WHAT TO DO →
Which lines of the items below contain the string "roof"? Return each such line in full, and treat uppercase and lowercase as different.
— Begin THE DATA —
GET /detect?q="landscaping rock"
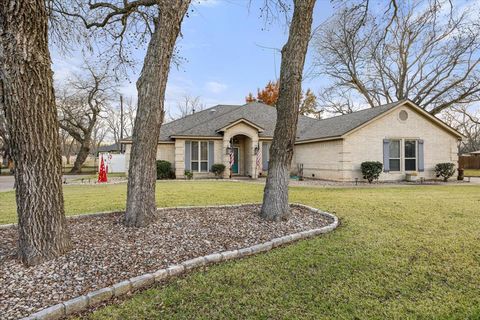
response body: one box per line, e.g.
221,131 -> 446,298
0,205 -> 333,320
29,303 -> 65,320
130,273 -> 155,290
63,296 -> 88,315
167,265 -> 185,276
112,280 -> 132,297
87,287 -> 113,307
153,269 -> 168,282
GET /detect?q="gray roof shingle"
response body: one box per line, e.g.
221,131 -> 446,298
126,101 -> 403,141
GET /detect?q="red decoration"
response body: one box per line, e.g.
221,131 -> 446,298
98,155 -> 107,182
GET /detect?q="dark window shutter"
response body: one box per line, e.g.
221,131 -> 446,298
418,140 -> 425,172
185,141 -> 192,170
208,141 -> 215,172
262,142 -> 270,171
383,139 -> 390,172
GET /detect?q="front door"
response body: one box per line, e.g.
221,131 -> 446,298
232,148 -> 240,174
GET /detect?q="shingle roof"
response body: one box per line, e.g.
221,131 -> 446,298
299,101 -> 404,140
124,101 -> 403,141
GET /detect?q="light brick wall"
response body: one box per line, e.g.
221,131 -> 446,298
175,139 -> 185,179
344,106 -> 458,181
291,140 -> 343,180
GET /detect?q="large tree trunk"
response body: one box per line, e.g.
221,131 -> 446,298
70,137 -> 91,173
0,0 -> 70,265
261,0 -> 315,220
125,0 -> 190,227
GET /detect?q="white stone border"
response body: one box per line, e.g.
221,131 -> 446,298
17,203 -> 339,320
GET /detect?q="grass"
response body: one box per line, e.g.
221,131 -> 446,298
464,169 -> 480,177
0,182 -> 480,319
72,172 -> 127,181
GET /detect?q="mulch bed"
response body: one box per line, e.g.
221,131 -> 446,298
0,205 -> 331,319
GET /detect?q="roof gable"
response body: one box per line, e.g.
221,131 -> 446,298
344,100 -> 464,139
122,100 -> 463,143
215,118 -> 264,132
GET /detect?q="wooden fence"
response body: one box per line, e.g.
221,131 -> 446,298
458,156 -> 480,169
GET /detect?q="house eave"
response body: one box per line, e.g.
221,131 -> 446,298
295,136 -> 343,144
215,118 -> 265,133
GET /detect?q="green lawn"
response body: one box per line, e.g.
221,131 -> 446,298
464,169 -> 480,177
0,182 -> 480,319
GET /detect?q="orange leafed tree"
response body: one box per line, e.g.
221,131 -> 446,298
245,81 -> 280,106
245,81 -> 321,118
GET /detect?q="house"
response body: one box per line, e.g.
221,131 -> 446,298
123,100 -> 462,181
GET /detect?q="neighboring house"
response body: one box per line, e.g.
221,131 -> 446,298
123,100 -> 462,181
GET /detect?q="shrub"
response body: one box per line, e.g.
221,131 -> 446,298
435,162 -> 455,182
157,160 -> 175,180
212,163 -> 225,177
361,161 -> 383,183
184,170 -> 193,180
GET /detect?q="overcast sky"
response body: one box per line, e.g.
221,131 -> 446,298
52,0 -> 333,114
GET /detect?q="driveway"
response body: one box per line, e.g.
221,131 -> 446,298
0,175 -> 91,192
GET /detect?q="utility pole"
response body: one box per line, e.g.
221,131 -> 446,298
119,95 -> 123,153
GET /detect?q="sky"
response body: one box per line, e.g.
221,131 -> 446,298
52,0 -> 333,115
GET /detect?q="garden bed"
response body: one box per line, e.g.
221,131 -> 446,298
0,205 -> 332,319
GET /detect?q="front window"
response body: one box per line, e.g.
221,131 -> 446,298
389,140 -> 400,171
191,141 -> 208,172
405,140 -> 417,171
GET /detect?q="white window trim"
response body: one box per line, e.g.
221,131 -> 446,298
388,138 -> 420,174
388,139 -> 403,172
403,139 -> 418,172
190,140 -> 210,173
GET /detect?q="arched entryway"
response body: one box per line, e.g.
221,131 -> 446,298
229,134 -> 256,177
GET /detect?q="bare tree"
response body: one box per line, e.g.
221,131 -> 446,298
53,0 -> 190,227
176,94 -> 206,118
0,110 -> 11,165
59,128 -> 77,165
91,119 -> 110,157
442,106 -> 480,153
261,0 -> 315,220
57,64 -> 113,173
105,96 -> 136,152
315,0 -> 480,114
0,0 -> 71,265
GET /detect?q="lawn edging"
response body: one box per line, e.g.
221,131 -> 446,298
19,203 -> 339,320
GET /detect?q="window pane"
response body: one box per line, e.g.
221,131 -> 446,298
— End THE DATA —
FULL ANSWER →
GET /detect?q="gray roof shingle"
GET /detect?q="shingle roof"
GET /detect?q="roof gable"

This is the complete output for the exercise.